Stored data entries
*** Block opens ***

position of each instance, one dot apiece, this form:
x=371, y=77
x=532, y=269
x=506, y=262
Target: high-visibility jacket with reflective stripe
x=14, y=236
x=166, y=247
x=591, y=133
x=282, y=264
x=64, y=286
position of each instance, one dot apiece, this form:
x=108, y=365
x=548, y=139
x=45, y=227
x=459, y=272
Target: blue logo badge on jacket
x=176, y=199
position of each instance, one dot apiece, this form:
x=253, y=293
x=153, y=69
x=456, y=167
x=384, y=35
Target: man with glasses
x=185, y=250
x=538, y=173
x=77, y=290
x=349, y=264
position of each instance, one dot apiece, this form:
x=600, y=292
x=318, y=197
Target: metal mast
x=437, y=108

*** Block closes ***
*** Block opens ***

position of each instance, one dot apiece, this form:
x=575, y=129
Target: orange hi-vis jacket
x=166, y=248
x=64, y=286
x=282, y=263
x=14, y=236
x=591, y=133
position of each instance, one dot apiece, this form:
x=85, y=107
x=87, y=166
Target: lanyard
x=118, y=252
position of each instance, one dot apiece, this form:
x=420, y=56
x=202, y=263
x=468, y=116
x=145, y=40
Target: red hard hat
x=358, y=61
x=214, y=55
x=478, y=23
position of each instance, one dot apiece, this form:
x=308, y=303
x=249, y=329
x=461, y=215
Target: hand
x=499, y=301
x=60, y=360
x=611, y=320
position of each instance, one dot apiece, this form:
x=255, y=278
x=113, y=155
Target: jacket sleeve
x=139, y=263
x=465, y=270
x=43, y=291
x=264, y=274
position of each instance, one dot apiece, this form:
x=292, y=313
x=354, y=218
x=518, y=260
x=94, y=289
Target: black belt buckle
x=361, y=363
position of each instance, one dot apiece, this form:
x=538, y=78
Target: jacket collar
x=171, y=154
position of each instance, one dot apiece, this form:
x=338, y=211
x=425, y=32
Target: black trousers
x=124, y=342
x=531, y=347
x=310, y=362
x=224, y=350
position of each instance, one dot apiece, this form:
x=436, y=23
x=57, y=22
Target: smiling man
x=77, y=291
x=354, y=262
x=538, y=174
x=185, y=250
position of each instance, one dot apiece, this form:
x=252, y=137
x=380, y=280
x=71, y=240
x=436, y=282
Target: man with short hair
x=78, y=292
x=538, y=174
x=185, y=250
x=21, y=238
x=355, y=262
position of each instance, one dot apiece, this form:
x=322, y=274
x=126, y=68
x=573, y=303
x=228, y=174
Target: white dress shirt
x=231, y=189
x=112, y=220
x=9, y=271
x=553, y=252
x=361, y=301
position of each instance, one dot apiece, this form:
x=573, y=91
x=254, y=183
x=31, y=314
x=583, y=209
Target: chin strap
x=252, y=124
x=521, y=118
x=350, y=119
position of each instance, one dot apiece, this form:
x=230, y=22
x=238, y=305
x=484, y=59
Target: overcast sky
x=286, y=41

*** Block closes ***
*** Block opens ***

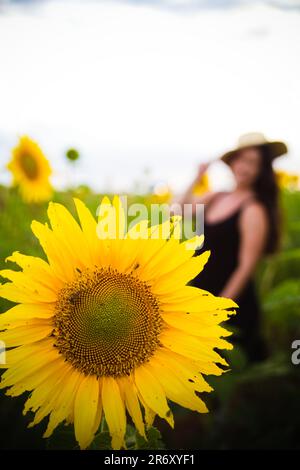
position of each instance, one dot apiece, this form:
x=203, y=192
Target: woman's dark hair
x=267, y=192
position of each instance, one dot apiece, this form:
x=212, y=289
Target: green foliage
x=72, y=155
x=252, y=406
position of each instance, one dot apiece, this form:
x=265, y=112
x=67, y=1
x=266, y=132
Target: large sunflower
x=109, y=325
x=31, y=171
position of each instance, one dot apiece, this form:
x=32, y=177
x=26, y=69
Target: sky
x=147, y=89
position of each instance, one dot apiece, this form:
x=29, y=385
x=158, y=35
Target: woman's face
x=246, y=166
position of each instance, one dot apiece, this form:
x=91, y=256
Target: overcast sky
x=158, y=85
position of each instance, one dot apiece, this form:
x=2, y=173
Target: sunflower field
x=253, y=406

*** Block closes ***

> _Task to complete_: Print, without alteration, only the lines above between the one holding "x=425, y=32" and the one holding "x=436, y=282", inclusive.

> _Exercise output_:
x=425, y=32
Target: black trousers
x=124, y=342
x=531, y=347
x=310, y=362
x=224, y=350
position of each instance, one dot apiece, this form:
x=436, y=23
x=57, y=22
Target: smiling man
x=77, y=291
x=354, y=262
x=538, y=174
x=185, y=250
position of each instance, one dot apiece, this form:
x=252, y=137
x=380, y=280
x=71, y=240
x=436, y=282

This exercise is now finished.